What to work on :: Nothing but the lines from the one that contains "Where can you find the folded" through the end of the listing should appear, set down exactly.

Position identification records:

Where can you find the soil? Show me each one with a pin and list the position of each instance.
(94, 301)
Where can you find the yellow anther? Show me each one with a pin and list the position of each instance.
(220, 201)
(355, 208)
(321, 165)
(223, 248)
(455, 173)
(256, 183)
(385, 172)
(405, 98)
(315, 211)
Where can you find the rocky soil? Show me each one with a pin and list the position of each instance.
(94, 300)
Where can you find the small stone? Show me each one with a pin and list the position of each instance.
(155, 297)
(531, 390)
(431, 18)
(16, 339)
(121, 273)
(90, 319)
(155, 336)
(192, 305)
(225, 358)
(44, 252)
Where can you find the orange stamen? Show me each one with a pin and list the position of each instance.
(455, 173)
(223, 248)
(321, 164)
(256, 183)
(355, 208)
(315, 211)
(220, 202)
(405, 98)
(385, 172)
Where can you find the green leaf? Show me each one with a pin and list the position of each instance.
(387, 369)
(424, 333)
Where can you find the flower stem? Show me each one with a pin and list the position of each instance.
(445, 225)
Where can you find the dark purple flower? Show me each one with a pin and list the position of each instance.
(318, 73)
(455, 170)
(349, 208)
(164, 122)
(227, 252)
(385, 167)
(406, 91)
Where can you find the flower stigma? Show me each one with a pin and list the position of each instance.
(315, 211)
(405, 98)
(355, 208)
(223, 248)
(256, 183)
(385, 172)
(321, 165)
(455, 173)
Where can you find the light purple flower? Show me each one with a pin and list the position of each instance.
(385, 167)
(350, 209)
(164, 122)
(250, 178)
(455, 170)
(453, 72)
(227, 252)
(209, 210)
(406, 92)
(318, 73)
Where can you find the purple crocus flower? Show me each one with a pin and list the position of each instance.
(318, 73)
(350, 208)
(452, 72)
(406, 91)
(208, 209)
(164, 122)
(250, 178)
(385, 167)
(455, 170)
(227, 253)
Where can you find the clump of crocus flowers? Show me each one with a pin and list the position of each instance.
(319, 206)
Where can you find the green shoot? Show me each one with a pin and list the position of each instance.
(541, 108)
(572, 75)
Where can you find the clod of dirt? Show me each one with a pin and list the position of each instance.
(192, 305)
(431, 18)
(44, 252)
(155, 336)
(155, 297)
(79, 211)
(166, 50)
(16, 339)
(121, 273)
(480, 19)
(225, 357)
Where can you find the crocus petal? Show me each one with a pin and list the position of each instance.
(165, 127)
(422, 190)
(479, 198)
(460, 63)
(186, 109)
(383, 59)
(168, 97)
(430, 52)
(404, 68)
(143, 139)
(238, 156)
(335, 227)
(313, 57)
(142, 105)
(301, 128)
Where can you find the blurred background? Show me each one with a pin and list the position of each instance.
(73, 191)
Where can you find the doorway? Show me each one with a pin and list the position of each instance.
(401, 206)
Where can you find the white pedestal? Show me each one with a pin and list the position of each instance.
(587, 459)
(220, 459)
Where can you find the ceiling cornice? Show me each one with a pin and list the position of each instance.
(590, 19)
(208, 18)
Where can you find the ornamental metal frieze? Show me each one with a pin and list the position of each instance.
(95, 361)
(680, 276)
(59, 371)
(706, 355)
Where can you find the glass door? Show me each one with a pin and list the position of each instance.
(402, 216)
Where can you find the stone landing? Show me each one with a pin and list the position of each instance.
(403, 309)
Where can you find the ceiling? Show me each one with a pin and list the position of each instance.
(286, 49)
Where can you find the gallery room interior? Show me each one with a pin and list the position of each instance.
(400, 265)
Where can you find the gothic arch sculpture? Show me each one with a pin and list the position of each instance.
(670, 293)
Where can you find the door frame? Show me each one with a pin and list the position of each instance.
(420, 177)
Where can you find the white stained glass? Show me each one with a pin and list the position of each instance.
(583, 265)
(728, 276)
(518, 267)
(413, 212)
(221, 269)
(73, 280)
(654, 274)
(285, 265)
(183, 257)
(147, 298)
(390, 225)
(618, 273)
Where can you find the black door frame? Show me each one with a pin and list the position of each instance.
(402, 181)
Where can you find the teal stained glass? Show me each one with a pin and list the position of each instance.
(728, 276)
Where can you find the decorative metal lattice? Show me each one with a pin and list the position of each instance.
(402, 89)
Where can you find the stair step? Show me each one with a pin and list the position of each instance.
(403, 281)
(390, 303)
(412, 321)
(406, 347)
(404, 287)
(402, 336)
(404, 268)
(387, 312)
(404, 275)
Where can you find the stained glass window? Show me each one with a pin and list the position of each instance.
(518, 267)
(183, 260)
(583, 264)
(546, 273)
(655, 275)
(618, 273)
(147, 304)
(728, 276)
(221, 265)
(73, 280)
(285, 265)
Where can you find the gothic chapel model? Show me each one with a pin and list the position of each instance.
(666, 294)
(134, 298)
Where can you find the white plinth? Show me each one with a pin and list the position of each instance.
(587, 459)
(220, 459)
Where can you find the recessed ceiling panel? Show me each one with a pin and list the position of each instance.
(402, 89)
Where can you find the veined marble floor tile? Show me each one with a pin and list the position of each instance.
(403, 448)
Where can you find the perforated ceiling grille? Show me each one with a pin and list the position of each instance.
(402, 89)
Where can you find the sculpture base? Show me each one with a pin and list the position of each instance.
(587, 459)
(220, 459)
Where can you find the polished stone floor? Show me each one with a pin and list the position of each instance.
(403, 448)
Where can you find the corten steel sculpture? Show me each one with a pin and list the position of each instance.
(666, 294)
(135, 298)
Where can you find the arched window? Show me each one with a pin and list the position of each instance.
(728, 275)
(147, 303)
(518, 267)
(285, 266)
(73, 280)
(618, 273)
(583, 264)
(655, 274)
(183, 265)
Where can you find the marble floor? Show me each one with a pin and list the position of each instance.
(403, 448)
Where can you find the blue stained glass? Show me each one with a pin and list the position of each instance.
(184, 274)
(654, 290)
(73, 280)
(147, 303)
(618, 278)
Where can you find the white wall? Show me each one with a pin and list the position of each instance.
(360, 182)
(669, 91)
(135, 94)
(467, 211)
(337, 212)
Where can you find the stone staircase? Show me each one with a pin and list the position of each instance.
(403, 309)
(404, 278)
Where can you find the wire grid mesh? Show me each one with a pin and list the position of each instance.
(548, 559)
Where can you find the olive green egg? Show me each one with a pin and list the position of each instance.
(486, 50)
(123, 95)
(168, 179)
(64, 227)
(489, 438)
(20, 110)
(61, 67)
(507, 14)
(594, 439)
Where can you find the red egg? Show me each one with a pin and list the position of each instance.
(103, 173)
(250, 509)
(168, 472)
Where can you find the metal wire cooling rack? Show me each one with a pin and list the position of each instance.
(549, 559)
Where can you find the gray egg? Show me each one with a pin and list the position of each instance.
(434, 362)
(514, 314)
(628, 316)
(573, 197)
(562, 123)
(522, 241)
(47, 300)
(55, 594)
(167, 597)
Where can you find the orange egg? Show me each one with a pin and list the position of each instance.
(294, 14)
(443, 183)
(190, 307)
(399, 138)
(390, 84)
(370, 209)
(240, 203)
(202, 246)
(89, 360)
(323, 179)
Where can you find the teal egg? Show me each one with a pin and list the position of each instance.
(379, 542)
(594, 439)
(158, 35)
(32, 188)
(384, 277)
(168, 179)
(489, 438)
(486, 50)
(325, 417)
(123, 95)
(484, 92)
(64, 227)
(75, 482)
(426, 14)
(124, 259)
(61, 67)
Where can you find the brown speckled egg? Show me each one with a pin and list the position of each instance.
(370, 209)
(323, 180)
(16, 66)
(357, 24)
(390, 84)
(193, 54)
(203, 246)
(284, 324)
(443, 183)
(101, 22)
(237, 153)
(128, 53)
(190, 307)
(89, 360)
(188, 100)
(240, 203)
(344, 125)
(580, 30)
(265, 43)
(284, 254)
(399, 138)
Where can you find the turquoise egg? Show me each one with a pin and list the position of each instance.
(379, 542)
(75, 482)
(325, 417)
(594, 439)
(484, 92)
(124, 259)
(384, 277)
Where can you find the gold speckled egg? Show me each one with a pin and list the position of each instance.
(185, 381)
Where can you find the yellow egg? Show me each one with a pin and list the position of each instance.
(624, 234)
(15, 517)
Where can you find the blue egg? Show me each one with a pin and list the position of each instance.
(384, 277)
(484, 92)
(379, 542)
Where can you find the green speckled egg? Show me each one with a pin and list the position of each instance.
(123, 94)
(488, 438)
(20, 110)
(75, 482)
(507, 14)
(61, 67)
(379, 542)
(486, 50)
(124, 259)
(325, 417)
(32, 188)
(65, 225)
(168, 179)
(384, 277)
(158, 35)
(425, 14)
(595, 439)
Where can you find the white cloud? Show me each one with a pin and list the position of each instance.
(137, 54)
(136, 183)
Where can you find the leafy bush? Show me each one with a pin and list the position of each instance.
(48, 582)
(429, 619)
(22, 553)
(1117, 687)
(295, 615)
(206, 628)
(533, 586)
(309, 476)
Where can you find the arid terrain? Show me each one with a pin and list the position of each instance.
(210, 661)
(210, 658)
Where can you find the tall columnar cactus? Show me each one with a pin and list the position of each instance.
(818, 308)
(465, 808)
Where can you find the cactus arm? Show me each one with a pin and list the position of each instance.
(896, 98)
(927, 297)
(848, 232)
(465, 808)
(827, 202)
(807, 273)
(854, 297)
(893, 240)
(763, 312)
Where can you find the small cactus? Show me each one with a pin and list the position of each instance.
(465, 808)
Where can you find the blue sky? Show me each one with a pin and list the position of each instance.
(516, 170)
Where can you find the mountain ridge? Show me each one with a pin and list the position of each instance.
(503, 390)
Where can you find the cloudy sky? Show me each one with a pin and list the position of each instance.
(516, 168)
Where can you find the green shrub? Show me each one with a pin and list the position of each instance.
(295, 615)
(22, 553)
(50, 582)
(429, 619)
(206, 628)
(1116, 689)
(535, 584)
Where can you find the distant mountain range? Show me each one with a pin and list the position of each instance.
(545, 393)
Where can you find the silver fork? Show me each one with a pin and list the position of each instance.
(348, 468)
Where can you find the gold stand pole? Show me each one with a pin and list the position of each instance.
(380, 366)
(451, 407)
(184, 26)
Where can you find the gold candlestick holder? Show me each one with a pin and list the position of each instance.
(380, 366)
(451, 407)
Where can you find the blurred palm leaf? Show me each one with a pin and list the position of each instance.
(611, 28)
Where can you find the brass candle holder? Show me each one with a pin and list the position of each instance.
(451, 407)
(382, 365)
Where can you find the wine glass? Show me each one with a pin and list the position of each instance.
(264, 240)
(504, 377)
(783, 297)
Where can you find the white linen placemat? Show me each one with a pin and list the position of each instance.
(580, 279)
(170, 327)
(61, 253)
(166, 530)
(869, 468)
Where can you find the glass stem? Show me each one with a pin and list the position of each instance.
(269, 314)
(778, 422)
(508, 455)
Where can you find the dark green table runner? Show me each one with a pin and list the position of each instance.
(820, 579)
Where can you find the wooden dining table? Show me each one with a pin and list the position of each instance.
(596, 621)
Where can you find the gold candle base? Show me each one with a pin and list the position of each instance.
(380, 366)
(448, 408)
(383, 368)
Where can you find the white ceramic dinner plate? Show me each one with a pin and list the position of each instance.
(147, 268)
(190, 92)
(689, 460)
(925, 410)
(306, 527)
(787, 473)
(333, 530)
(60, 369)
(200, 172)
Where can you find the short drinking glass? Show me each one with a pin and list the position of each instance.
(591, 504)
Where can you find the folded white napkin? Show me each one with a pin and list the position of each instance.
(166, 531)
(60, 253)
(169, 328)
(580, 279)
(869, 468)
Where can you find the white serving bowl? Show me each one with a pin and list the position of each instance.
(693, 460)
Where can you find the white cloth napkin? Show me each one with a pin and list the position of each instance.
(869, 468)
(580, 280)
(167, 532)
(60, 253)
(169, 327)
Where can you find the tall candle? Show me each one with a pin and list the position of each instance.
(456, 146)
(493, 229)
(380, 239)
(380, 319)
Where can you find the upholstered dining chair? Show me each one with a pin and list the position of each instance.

Response to the task ::
Where can you find the folded white napkin? Show me each one with a pin and list the position of each instance.
(166, 531)
(60, 253)
(169, 328)
(580, 279)
(869, 468)
Where can you find the white serving bowl? Show me each one with a pin and list the position of each instance.
(693, 460)
Where can you find the white cloth napkin? Show me each one with a pin and list the position of each instance.
(869, 468)
(580, 280)
(167, 532)
(60, 253)
(169, 327)
Where can you find the tall candle? Show me each one with a pin and list the position of each instance.
(456, 146)
(493, 229)
(380, 239)
(380, 319)
Where can you find the upholstered dining chair? Show me each one with a pin and list the position of each instance.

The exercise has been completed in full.